Records for processing:
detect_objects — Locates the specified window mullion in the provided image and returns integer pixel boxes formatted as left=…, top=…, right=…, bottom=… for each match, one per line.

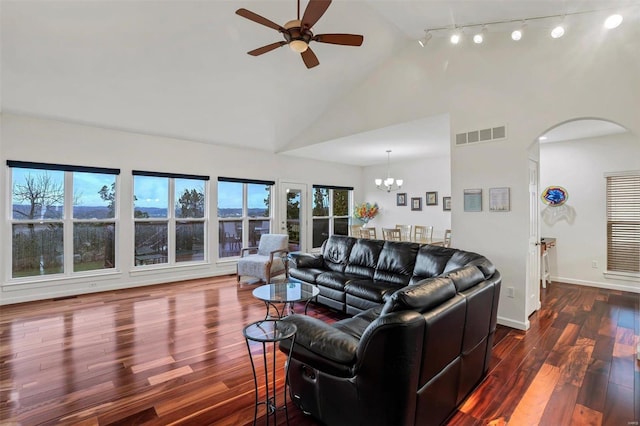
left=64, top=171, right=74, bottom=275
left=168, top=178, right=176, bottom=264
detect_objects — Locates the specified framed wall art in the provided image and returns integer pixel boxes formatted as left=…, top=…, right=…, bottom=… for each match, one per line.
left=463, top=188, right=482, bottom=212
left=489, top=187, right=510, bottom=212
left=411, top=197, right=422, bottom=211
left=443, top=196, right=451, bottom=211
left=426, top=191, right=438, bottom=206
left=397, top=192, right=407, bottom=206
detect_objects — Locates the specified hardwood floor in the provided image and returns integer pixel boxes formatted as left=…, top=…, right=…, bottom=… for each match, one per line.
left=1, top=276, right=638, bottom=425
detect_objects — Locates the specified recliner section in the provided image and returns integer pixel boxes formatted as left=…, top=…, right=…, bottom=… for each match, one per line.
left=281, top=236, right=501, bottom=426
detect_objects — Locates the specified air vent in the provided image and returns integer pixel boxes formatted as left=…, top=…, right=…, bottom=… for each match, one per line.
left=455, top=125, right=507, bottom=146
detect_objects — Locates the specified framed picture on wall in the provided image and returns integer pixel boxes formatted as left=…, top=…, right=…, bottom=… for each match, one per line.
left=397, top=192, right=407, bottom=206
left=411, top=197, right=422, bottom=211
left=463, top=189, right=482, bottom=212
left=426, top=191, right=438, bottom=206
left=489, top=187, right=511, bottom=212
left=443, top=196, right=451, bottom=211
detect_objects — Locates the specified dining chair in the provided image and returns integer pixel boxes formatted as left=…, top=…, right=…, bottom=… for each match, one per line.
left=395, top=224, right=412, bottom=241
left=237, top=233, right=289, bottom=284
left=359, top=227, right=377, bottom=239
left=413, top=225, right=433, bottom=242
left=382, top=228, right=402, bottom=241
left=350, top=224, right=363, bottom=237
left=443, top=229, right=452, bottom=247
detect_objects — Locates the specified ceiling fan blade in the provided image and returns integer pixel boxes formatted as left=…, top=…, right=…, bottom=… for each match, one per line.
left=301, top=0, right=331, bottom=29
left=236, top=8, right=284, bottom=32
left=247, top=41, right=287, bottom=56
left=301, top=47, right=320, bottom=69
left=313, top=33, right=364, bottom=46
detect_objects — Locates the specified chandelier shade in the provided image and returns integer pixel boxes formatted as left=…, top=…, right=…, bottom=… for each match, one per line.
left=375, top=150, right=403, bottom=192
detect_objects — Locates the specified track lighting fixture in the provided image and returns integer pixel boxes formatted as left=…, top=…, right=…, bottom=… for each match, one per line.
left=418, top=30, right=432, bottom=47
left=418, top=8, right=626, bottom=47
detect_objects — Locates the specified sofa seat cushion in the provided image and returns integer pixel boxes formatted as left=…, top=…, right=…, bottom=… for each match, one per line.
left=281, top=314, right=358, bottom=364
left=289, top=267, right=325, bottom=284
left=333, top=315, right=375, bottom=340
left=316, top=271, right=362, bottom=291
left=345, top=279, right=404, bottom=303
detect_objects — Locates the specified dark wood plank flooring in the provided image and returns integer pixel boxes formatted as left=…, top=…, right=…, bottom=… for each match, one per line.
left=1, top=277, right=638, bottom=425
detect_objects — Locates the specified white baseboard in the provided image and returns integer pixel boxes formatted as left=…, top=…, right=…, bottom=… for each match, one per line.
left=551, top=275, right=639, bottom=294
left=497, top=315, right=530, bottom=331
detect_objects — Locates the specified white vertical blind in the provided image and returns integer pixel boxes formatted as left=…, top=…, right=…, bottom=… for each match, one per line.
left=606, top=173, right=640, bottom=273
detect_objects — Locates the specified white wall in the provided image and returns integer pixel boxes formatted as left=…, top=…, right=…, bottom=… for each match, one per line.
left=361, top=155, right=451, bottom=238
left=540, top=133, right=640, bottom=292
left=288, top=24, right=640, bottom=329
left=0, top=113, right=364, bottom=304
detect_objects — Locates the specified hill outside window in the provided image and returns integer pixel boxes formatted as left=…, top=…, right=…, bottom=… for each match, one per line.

Directions: Could the entries above be written out word for word, pictures excluded?

Exercise answer:
detect_objects — Locates the specified window mullion in the provided image and returns integer pixel boxes formatted as left=…, top=…, right=…, bottom=… for each match, one per line.

left=64, top=171, right=74, bottom=275
left=168, top=178, right=176, bottom=264
detect_objects — Locates the specified framed wall art in the provided image and returns integer pixel boxes formatted as left=…, top=…, right=…, bottom=… for each match, one per line.
left=463, top=188, right=482, bottom=212
left=489, top=187, right=510, bottom=212
left=411, top=197, right=422, bottom=211
left=443, top=196, right=451, bottom=211
left=426, top=191, right=438, bottom=206
left=397, top=192, right=407, bottom=206
detect_objects — Locates the specified hardwood floor in the provided image and returns integer pixel boxes formatted as left=…, top=…, right=…, bottom=… for each match, one per line.
left=1, top=276, right=638, bottom=425
detect_objects — Locates the specified recliner section in the provided image and returns integer pixel boxes formatted as left=…, top=…, right=…, bottom=… for each match, one per line.
left=281, top=236, right=501, bottom=426
detect_objects — Locates the specified air vent in the provided image and returns integer pixel boxes formatted as left=…, top=…, right=…, bottom=… for each match, one per line.
left=455, top=125, right=507, bottom=146
detect_objects — Locates the specified framed picture on wall in the provided image and returns integer pixel boxes formatted as left=…, top=…, right=…, bottom=… for each match, one per line.
left=397, top=192, right=407, bottom=206
left=411, top=197, right=422, bottom=211
left=463, top=189, right=482, bottom=212
left=426, top=191, right=438, bottom=206
left=489, top=187, right=511, bottom=212
left=443, top=196, right=451, bottom=211
detect_objects — Locates the specified dining chair in the provided image and returns integer pixel boxes formatted as left=…, top=…, right=…, bottom=… for each match, one per line.
left=395, top=224, right=412, bottom=241
left=237, top=233, right=289, bottom=284
left=359, top=227, right=377, bottom=239
left=413, top=225, right=433, bottom=242
left=382, top=228, right=402, bottom=241
left=350, top=224, right=363, bottom=237
left=443, top=229, right=452, bottom=247
detect_objects — Locates the specified ceiling fan blade in the provided image and returns integer pixel boxes formatted as left=…, top=…, right=…, bottom=… for each match, one per line.
left=301, top=0, right=331, bottom=29
left=236, top=8, right=284, bottom=32
left=247, top=41, right=287, bottom=56
left=301, top=47, right=320, bottom=69
left=313, top=33, right=364, bottom=46
detect_objects — Locates the specified chandelier shade in the provided image and returns integer pixel boxes formatted as left=…, top=…, right=…, bottom=… for each match, one per line.
left=375, top=150, right=403, bottom=192
detect_objects — Locates the specified track lighting fixture in the provided image and returns integer pixel boxes formatted as left=…, top=…, right=…, bottom=… for each match, one per line.
left=418, top=30, right=432, bottom=47
left=418, top=8, right=626, bottom=47
detect_objects — Locates the specified sofa seat cushion in the provided image and returns integer pixel boxes formatted as left=…, top=…, right=…, bottom=… for each match, one per line.
left=281, top=314, right=358, bottom=364
left=289, top=267, right=325, bottom=284
left=333, top=315, right=375, bottom=340
left=316, top=271, right=362, bottom=291
left=345, top=279, right=404, bottom=303
detect_objects — Locates the specified dark wood plank flooring in the provided image and returns integer pixel boxes formatted as left=…, top=…, right=…, bottom=… for each match, one per line.
left=1, top=277, right=638, bottom=425
detect_objects — Locates the specified white baseboard in the provided image and returns integer pixel boxes formatted as left=…, top=…, right=…, bottom=… for each match, one per line.
left=551, top=275, right=639, bottom=294
left=497, top=315, right=530, bottom=331
detect_objects — Locates the specified white vertical blind in the provided image and returns integer pixel boxes formatted as left=…, top=…, right=…, bottom=… for each match, one per line.
left=606, top=173, right=640, bottom=273
detect_objects — Locates the specified white wall in the provided image and returns integer pixel boxes formatted as left=…, top=…, right=…, bottom=… for each match, one per line.
left=361, top=155, right=451, bottom=238
left=540, top=133, right=640, bottom=292
left=288, top=24, right=640, bottom=329
left=0, top=113, right=364, bottom=304
detect_objects — Locates the specified hill outside window in the provided image and returns integer pixel boxes formatted as left=…, top=…, right=…, bottom=… for each match, one per line.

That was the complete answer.